Retype, word for word, each line between the lines holding "Each instance receives one point. Annotate the weathered" and "Each instance receives one point. Annotate the man's bare", inclusive, and leave the rest of the data alone.
[Material shown]
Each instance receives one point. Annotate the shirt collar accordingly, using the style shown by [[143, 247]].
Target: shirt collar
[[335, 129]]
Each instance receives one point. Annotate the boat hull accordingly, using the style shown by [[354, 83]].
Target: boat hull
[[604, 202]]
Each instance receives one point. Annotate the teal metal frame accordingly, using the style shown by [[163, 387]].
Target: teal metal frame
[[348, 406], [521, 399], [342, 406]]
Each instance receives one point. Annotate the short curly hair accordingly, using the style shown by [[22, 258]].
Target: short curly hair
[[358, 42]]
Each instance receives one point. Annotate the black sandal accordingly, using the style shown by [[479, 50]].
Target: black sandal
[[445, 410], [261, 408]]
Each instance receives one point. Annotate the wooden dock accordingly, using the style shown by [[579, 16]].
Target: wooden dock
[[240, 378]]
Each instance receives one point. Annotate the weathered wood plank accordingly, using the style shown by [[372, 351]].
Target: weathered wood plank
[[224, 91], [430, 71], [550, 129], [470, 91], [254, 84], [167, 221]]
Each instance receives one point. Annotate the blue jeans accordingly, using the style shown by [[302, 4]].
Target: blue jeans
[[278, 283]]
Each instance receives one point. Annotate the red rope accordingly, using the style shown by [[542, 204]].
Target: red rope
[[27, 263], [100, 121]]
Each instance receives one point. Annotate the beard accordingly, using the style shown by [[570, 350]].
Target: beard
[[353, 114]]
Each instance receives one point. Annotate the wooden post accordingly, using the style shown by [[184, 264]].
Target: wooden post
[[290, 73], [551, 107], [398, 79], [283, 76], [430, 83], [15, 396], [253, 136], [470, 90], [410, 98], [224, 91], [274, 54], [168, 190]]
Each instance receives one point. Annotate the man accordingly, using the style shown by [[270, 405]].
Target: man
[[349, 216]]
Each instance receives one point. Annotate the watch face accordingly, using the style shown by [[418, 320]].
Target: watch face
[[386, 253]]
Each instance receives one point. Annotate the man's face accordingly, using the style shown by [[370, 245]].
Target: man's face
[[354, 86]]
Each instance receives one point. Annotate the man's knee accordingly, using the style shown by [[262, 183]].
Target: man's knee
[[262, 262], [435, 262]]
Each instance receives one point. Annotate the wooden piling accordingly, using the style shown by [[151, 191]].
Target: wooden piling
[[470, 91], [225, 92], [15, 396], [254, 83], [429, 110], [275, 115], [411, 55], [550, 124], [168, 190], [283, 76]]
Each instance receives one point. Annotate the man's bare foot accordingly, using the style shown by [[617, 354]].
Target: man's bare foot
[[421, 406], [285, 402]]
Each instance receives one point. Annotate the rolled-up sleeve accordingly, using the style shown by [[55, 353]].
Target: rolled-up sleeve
[/Material shown]
**Exercise result**
Each instance receives one point. Annotate the weathered wood plank accordingly, using the style shown by [[372, 351]].
Target: weathered wood plank
[[224, 91], [430, 71], [550, 129], [470, 91], [254, 84], [167, 221]]
Each instance receives one point. Annotate the blue jeans accordingly, using the style shown by [[302, 4]].
Target: blue jeans
[[278, 283]]
Each instance receives one point. Annotate the red rope accordingly, using the style shown by [[542, 204]].
Target: red rope
[[27, 263], [100, 121]]
Each instance receives one point. Annotate the beard accordingly, using the style shown by [[570, 350]].
Target: beard
[[353, 114]]
Each instance receives one point. Annotate the wooden post accordingly, using the style shown by [[184, 264]].
Target: wooden post
[[290, 73], [551, 107], [398, 79], [283, 76], [430, 83], [15, 396], [253, 136], [470, 90], [410, 98], [224, 91], [274, 54], [168, 190]]
Each instance receives one point. Annotate the man accordingly, using the style shown by [[270, 405]].
Target: man
[[349, 216]]
Each instance receives one point. Annotate the watch face accordingly, using the style shown by [[418, 320]].
Target: watch face
[[386, 253]]
Each instance receives one point. Annotate the man's face accordingly, using the style shown by [[370, 245]].
Target: man's face
[[354, 86]]
Each instance receives one point. Annotate the man's knee accordingly, using the style shown by [[262, 183]].
Target: man's knee
[[262, 262], [435, 262]]
Each instance receives one point. Annotate the wooden piling accordingly, using the style shown by [[151, 191]].
Target: wooden piling
[[470, 91], [225, 92], [15, 396], [254, 83], [429, 110], [275, 115], [411, 55], [550, 124], [168, 190], [283, 76]]
Each instance receives one point. Annotate the man's bare foot accordingly, using the style shown by [[617, 354]].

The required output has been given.